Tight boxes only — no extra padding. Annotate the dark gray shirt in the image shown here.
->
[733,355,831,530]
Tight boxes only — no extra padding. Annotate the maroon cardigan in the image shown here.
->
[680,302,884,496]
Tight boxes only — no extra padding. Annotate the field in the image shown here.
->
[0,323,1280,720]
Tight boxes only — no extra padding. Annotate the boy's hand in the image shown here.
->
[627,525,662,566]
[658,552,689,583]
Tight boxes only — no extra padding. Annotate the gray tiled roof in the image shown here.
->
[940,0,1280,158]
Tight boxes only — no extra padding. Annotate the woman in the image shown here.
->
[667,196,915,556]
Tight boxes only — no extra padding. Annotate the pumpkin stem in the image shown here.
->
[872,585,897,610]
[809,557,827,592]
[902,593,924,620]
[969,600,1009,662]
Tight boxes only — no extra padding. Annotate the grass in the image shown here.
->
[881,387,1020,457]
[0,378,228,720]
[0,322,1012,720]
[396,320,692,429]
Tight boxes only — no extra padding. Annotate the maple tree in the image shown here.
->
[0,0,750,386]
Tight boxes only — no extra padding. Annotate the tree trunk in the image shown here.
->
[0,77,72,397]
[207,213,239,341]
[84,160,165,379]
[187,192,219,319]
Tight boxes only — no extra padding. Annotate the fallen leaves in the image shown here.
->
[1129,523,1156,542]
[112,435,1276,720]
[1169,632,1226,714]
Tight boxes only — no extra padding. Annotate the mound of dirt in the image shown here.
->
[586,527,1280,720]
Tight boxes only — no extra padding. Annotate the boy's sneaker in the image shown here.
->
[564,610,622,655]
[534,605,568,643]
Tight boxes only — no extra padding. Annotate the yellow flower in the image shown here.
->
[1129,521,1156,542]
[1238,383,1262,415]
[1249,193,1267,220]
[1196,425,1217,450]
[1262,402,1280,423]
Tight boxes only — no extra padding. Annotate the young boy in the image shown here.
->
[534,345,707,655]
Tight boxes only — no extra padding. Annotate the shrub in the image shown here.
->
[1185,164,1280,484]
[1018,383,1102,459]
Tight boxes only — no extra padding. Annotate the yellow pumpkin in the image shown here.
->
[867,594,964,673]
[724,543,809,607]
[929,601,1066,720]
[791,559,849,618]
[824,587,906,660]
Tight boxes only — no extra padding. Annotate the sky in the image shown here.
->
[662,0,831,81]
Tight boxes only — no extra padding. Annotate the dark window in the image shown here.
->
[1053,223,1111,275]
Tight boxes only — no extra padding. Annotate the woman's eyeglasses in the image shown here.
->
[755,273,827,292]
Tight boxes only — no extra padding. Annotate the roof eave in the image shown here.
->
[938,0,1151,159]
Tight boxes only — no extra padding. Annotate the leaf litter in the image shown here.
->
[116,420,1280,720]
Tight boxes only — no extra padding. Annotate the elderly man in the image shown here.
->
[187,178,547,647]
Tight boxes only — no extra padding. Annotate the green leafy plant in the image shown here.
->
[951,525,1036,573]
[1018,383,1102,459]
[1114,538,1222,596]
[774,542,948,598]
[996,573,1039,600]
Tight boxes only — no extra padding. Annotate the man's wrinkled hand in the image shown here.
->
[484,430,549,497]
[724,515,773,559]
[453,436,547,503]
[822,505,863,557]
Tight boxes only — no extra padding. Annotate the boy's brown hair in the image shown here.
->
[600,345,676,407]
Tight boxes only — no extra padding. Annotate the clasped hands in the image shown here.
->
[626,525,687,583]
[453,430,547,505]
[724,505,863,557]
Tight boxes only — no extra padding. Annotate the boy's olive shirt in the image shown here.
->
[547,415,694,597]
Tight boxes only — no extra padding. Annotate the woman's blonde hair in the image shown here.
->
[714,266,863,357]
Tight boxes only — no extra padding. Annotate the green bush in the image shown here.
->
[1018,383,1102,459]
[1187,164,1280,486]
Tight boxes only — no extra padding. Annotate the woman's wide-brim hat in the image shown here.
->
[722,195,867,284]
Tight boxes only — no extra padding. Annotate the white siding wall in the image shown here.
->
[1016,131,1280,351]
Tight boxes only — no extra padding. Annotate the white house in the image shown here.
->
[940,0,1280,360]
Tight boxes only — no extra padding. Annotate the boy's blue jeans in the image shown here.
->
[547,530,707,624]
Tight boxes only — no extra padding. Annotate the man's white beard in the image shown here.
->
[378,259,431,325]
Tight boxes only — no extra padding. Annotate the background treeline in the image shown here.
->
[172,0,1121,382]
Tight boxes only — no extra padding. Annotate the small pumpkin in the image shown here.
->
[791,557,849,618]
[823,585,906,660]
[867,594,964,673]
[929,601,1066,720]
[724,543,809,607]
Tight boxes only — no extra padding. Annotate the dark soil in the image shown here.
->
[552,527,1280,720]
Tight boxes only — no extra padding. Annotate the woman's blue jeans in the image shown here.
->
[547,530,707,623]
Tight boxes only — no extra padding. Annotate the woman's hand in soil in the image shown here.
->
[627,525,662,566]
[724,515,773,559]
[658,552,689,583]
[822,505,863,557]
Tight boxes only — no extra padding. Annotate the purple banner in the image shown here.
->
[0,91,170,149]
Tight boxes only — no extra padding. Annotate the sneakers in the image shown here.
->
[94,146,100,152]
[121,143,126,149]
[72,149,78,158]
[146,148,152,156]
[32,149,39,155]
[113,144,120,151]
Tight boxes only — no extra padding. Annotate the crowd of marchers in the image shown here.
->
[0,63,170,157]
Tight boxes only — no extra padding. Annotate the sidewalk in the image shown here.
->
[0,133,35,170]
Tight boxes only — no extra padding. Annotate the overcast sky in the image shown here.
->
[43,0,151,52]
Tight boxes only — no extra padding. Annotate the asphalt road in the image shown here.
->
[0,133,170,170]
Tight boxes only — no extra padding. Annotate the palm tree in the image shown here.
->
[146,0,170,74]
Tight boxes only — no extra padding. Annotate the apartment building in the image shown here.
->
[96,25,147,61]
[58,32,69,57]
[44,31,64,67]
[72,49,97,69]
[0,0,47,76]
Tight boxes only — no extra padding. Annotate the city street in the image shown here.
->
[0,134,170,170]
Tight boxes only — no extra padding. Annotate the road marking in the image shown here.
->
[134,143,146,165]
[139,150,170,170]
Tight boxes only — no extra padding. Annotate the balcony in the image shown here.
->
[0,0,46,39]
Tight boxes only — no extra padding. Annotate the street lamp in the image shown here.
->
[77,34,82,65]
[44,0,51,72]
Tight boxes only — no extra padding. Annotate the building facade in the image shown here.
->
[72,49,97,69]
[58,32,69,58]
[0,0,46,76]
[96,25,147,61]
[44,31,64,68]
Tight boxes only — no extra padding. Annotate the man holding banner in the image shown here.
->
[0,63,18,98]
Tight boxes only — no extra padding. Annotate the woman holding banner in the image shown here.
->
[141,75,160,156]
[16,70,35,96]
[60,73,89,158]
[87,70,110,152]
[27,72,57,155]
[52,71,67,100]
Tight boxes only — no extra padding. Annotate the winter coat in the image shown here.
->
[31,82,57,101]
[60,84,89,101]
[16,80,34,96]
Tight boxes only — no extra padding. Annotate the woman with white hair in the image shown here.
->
++++++++
Reproduce every one of the records above line for line, with no changes.

Tight boxes only — no extra padding. Annotate the dark gray shirt in the image shown here.
->
[733,355,831,530]
Tight boxes only — no extra padding. Annotate the maroon cardigan in the image shown here.
->
[680,302,884,496]
Tight boxes only — no extra padding. Annotate the field in the image shown here.
->
[0,323,1280,720]
Tight boxes only — no extra padding. Annotate the boy's hand in the image shown here.
->
[627,525,662,566]
[658,552,689,583]
Tight boxes only — no extra padding. Annotate the gray tiled roof in the image shown here.
->
[940,0,1280,158]
Tight boxes only — no extra padding. Annotate the woman in the image shown here.
->
[667,196,915,556]
Tight boxes only — no extra padding. Annotate the pumpkin stem in the image shown here.
->
[872,585,897,610]
[809,557,827,592]
[902,593,924,620]
[969,600,1009,662]
Tight boxes only — no extra padding. Annotate the grass in the image shown here.
->
[881,387,1020,457]
[0,378,228,720]
[0,322,1012,720]
[396,320,692,429]
Tight boxes only — no extra padding. Annotate the maple tree in the image shown here.
->
[0,0,750,386]
Tight boxes only — no extra padding. Annotate the tree trunk in the image shown here.
->
[0,77,72,397]
[207,213,239,341]
[84,160,165,379]
[187,192,219,319]
Tight boxes only — no extra padding. Annotate the fallen leaves in the image shown here.
->
[1129,523,1156,542]
[112,435,1276,720]
[1169,632,1226,714]
Tight boxes only — no extra padding. Annotate the mound of dirt in the image shown here.
->
[586,527,1280,720]
Tight boxes only — no extra padding. Annotate the boy's sneaker in the image shown here.
->
[564,610,622,655]
[534,605,568,643]
Tight boxes only — no extra padding. Annotate the yellow flower in the image shown here.
->
[1129,521,1156,542]
[1238,383,1262,415]
[1249,193,1267,220]
[1196,425,1217,450]
[1262,402,1280,423]
Tight boxes only — no extra padding. Annotate the young boy in the image shown here.
->
[534,345,707,655]
Tight boxes only — no extra padding. Annotate the shrub in the image shown here.
->
[1185,164,1280,484]
[1018,383,1102,459]
Tight boxes only — no extra padding. Annotate the yellow pumpkin in the image shown here.
->
[867,594,964,673]
[724,543,809,607]
[929,601,1066,720]
[791,559,849,618]
[824,587,906,660]
Tight boxes only — no extra padding. Annotate the sky in the image shown here.
->
[662,0,831,81]
Tight boxes only — no extra padding. Annotate the dark window in the image shown here.
->
[1053,223,1111,275]
Tight boxes only — no extra padding. Annotate the woman's eyeglasses in the image shown here.
->
[755,273,827,292]
Tight boxes only — no extra padding. Annotate the roof eave in the image shown here.
->
[938,0,1151,159]
Tight boxes only — no extra padding. Annotate the leaf litter in the image shown here.
->
[116,420,1280,720]
Tight boxes only — no extra padding. Annotate the elderly man in the image shown here.
->
[187,178,547,647]
Tight boxes only — no extra padding. Annotate the green leafy plant in the image shown here.
->
[951,525,1036,573]
[1018,383,1102,459]
[1114,538,1222,596]
[774,542,948,598]
[996,573,1039,600]
Tight boxes only — no extra padding. Annotate the man's wrinkled hand in the image shown here.
->
[484,430,549,497]
[724,515,773,559]
[453,436,547,503]
[822,505,863,557]
Tight boxes only — no extra padding. Annotate the boy's brown hair in the image shown here.
->
[600,345,676,407]
Tight boxes only — no extra padding. Annotate the clasped hands in the image shown here.
->
[626,525,687,583]
[453,430,547,505]
[724,505,863,557]
Tight boxes only — no extra padding. Annotate the boy's olive shirt in the image shown here.
->
[547,415,694,597]
Tight boxes only — no extra padding. Annotate the woman's blonde hair in the image shown here.
->
[714,266,863,357]
Tight boxes only — no extra padding. Annotate the green bush in the image shown here.
->
[1018,383,1102,459]
[1187,164,1280,486]
Tight boxes only — no extra padding. Annotate the woman's wide-brim hat in the image shown here.
->
[722,195,867,284]
Tight boxes only — no extra padding. Annotate the white siding wall in the image shown here.
->
[1016,131,1280,351]
Tight boxes only — no extra padding. Annotate the white house in the image shown here.
->
[940,0,1280,360]
Tight boxes only — no extra padding. Annotate the boy's blue jeans in the image shown here.
->
[547,530,707,624]
Tight boxes only — no extra padding. Annotate the man's white beard in the image shown here.
->
[378,259,431,325]
Tight boxes only — no extra padding. Annotate the background treeline in the image shown here.
->
[172,0,1121,382]
Tight boxes only — no extra padding. Annotate the small pumpkin in the image shown here.
->
[791,557,849,618]
[823,585,906,660]
[867,594,964,673]
[929,601,1066,720]
[724,543,809,607]
Tight boxes only — no extra padding. Annotate the dark soil in the image shown here.
->
[552,527,1280,720]
Tight boxes only — no extra padding. Annotate the woman's blue jeans in the image shown here.
->
[547,530,707,623]
Tight boxes only — no extra padding. Annotate the woman's hand in soil in the image shown here.
->
[627,525,662,566]
[724,515,773,559]
[658,552,689,583]
[822,505,863,557]
Tight boxes only — no extra padding. Annotate the purple banner in the image shown here.
->
[0,91,170,149]
Tight boxes only — no extra padding. Annotate the sneakers in the image shown here.
->
[94,146,100,152]
[121,143,126,149]
[72,149,78,158]
[146,148,152,156]
[32,149,39,155]
[113,144,120,151]
Tight boxes only — no extra padding. Annotate the crowd of marchers in the image shown here.
->
[0,63,170,157]
Tight boxes only — no extra padding. Annotate the sidewalk in the image shown here.
->
[0,133,35,170]
Tight boxes only — no extra padding. Annotate the overcast sky in the image shown here.
->
[43,0,151,52]
Tight boxes only — no extra padding. Annotate the asphalt road in the image shown here.
->
[0,133,170,170]
Tight boxes only — no extra padding. Annotate the palm tree in the image shown here.
->
[146,0,170,74]
Tight boxes only — no extra padding. Annotate the apartment building in the image shown here.
->
[96,25,147,61]
[58,32,69,57]
[44,31,64,67]
[72,49,97,69]
[0,0,47,76]
Tight boxes only — no extra padding. Annotate the city street in the image shown here.
->
[0,134,170,170]
Tight boxes only — no extra padding. Annotate the road marking in the image shown here.
->
[134,143,146,165]
[139,150,170,170]
Tight boxes only — no extra padding. Annotate the balcony in the image shown here.
->
[0,0,46,39]
Tight boxes only — no extra padding. Annotate the street lamp in the image shown here.
->
[77,34,82,65]
[44,0,51,72]
Tight boxes only — no extra padding. Annotate the building facade in the image shown here.
->
[72,49,97,69]
[58,32,69,58]
[0,0,46,76]
[96,25,147,61]
[44,31,64,68]
Tight boxes only — no extra padding. Annotate the man holding banner in the image shown here.
->
[0,63,18,98]
Tight boxes only — no extra padding. Annotate the woman holding banner in the image shown here.
->
[141,75,160,156]
[16,70,35,96]
[60,73,89,158]
[87,70,110,152]
[27,72,57,155]
[52,71,67,100]
Tight boxes only — no extra padding. Annotate the winter coat in the image shown here.
->
[31,82,57,101]
[60,84,89,101]
[16,80,34,96]
Tight boxes only — no extra padding. Annotate the woman with white hair in the image shown here.
->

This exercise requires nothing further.